_GIVEN INSTRUCTION 1_. Set out the records as a numbered list, from their first line through the line containing "[90,122,110,137]", and leave out any blank lines.

____ DOCUMENT PASSAGE

OK! Now we can answer to your questions:
Question 1: 係咪要咁岩饅頭同僧數一樣,大小僧分饅頭既比例又要係 x : 1/x 先有得咁計?
No!
Consider the following revised question:
The monk house has grown! There are 160 monks and 200 饅頭. And now every 3 small monk will consume 2 饅頭 (instead of 1), while 1 big monk consume 3 饅頭 as before.
Here, number of monk is not equal to number of 饅頭. And 大小僧分饅頭既比例 is not x : 1/x
We can subgroup the small monk and big monk as followings...
2 Big monk + 6 small monk = 8 monk will consume 10 饅頭. This is one group
Then for 20 groups, there will be 160 monk and 200 饅頭
So there are 20x2 = 40 big monk and 20x6 = 120 small monk
Key is that two conditions are met:
Condition 1: (Number of monk in a small group) : (Number of 饅頭 in a small group) = (Total number of monk) : (Total number of 饅頭) = 4:5
Condition 2: Number of monk in a group (8) is divisible by total number of monk (160)

________

_GIVEN INSTRUCTION 2_. Pick up the explanation of the monks-and-buns problem after its last sentence and continue it.

____ RECORDS FOR THE EXERCISE

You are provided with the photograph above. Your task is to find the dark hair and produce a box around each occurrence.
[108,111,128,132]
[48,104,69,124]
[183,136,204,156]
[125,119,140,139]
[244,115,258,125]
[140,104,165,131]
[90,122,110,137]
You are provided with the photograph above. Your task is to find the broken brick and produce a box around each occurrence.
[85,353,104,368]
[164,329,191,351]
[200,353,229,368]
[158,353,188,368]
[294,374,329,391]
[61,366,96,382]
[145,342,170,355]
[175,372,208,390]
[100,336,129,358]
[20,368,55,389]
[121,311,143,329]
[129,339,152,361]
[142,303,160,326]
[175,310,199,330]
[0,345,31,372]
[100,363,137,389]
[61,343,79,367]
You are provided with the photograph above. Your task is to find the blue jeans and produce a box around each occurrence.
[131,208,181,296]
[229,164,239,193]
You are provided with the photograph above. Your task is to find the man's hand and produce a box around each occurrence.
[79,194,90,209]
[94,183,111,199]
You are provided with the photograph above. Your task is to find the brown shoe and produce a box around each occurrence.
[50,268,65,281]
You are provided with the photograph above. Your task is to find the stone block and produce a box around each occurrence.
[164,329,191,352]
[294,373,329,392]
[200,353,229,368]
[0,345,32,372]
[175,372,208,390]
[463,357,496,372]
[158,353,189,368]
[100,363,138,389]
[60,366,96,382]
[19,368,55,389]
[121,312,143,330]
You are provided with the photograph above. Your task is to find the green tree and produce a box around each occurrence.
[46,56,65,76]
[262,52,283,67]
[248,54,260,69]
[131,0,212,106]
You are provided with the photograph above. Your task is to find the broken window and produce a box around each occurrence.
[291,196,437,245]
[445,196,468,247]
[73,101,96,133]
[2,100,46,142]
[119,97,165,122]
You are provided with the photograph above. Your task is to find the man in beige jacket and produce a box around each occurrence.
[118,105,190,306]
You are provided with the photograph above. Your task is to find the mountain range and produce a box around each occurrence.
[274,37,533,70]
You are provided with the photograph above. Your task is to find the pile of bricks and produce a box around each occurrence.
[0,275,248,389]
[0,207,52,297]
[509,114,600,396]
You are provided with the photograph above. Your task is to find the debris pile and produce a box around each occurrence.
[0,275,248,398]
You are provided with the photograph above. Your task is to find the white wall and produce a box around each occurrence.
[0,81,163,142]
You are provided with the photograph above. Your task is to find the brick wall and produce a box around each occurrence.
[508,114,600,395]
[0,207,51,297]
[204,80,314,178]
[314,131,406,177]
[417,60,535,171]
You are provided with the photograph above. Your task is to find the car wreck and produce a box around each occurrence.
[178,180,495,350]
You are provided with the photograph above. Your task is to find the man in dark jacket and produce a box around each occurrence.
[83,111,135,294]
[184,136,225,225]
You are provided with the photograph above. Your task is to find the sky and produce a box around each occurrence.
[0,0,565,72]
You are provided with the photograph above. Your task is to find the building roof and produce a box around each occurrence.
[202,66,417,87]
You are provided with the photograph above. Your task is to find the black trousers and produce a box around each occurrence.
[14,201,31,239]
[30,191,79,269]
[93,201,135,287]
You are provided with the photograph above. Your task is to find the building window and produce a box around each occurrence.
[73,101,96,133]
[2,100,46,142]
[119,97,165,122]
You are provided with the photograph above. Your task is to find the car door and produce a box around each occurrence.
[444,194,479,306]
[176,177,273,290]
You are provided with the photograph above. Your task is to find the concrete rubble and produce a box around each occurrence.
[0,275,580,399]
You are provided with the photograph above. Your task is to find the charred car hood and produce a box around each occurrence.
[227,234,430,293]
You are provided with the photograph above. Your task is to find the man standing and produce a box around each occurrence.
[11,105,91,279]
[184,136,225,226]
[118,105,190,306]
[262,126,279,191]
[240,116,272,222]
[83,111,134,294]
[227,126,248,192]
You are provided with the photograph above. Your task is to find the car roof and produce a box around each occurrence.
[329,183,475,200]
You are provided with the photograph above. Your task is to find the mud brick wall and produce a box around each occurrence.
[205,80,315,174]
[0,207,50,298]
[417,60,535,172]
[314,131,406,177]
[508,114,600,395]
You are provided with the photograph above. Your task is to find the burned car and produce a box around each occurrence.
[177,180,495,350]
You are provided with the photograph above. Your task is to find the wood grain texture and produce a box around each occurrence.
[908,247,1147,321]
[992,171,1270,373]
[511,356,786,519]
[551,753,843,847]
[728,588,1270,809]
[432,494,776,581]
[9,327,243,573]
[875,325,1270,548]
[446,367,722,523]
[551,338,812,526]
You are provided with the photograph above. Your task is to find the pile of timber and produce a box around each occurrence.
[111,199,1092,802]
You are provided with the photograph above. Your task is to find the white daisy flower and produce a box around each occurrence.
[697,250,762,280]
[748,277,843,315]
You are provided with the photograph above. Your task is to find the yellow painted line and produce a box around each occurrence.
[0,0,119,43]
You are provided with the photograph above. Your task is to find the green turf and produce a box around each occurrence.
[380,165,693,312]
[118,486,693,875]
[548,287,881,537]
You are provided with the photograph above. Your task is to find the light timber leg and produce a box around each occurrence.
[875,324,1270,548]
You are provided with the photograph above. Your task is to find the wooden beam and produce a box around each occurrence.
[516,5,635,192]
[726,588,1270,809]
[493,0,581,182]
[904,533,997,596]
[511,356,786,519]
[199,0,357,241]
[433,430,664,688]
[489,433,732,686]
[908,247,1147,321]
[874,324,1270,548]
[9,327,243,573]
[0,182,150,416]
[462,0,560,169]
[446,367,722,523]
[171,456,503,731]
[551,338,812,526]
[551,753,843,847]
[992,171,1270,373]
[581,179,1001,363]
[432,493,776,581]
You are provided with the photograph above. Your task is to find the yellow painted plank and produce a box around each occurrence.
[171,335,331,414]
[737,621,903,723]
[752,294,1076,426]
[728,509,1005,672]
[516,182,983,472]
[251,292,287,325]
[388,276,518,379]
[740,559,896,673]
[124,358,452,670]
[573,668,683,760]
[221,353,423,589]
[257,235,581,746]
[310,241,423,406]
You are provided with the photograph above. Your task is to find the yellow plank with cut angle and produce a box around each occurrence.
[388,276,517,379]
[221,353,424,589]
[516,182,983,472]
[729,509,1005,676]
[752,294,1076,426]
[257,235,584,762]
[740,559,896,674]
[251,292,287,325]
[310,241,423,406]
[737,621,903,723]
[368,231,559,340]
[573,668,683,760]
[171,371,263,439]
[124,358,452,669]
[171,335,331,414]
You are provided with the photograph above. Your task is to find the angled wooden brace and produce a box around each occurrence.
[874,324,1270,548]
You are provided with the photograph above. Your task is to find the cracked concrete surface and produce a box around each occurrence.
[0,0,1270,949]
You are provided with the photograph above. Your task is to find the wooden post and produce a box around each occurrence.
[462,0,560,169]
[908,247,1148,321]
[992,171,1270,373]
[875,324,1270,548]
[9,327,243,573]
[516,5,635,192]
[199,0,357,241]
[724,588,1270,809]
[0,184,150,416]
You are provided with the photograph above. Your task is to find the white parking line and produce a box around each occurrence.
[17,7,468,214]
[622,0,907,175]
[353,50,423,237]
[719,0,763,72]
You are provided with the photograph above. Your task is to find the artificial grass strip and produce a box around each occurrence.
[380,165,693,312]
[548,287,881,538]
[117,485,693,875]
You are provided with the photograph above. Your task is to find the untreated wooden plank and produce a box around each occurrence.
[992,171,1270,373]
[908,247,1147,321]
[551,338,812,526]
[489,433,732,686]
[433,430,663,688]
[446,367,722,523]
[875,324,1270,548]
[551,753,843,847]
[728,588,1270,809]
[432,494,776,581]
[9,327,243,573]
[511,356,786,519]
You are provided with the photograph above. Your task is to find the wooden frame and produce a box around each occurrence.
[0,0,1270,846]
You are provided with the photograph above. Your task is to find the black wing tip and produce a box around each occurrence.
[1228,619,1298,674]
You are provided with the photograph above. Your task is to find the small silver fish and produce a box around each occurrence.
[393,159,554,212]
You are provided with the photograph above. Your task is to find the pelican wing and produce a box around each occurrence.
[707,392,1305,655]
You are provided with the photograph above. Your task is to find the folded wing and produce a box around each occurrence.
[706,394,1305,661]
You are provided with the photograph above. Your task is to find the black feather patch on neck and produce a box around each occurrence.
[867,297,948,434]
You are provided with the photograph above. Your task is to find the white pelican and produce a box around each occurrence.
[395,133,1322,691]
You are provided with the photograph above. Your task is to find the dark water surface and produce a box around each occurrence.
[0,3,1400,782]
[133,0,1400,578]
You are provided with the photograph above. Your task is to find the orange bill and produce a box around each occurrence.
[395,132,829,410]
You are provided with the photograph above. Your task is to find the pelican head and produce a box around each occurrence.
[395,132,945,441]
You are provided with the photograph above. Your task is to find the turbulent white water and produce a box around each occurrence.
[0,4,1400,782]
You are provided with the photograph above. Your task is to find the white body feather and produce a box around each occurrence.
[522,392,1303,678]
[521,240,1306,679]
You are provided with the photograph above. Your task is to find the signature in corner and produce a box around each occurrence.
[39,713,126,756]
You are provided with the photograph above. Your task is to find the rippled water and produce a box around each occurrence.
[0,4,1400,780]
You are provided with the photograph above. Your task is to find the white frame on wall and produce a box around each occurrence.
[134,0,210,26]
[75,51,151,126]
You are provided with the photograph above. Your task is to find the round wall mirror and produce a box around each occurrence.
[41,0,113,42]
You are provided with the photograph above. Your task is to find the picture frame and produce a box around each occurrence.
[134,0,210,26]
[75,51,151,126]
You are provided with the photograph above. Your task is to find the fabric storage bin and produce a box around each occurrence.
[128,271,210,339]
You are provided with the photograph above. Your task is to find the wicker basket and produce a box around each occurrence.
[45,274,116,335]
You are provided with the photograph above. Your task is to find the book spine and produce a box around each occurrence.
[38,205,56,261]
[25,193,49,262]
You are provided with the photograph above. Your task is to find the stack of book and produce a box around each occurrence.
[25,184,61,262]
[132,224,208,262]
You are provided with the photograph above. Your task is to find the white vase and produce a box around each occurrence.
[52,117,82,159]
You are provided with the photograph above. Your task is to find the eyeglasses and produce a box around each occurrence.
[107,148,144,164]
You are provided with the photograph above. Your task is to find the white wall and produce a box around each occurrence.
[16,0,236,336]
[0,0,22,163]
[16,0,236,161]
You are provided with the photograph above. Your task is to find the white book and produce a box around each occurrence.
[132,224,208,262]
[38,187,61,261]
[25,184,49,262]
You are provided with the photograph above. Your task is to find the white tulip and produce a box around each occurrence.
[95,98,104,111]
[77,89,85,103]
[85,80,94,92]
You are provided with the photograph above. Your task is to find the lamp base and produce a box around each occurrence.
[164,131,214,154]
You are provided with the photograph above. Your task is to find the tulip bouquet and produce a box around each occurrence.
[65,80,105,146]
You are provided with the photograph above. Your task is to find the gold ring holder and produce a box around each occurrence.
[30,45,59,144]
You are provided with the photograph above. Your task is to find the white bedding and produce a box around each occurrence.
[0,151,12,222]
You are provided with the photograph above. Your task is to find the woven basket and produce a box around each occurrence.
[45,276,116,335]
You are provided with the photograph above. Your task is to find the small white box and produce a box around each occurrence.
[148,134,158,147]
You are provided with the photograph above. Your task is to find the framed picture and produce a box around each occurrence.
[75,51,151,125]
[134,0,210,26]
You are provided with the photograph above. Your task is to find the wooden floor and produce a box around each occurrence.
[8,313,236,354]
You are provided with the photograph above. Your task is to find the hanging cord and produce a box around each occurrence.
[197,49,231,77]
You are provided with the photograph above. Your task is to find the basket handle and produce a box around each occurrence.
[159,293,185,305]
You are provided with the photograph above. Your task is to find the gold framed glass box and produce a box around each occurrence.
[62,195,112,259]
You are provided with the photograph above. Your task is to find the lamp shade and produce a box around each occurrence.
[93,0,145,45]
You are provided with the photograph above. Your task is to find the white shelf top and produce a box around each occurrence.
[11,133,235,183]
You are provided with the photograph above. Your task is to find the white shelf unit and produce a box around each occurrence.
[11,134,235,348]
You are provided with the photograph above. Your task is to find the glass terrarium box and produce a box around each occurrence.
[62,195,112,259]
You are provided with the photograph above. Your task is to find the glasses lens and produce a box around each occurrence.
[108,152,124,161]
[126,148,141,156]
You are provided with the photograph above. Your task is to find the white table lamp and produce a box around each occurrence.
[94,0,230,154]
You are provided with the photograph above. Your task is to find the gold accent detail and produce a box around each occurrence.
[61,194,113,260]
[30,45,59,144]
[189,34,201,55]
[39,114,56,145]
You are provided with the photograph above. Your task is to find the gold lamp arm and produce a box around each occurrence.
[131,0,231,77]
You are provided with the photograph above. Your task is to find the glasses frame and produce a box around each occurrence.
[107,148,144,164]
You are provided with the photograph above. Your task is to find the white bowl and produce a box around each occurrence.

________

_RESULT 1_.
1. You are provided with the photograph above. Your task is to find the dark hair and produce a box around each occurrence.
2. [108,111,128,132]
3. [48,104,69,124]
4. [183,136,204,156]
5. [125,119,140,139]
6. [244,115,258,125]
7. [140,104,165,131]
8. [90,122,110,137]

_RESULT 2_.
Although whenever there is a solution, this type of question can be solved in this way, in practise, it is very hard to find the small group needed to solve the question. Using 代數 is much easier... I would said the 100 monk-100 饅頭 quesion is a "very specific example" so that it can be solve in this way. So you may treat it as a “special case”
會唔會有counter example?
I am not sure what do you mean by "counter example". As i said whenever there is a solution, this type of question can be solved in this way. So question with no solution can't be solved in this way!!!
For example, changing the original question to 99 monks and 99 饅頭... no matter how you group, there are no solution!! (Obviously enough, since this question has no solution ><)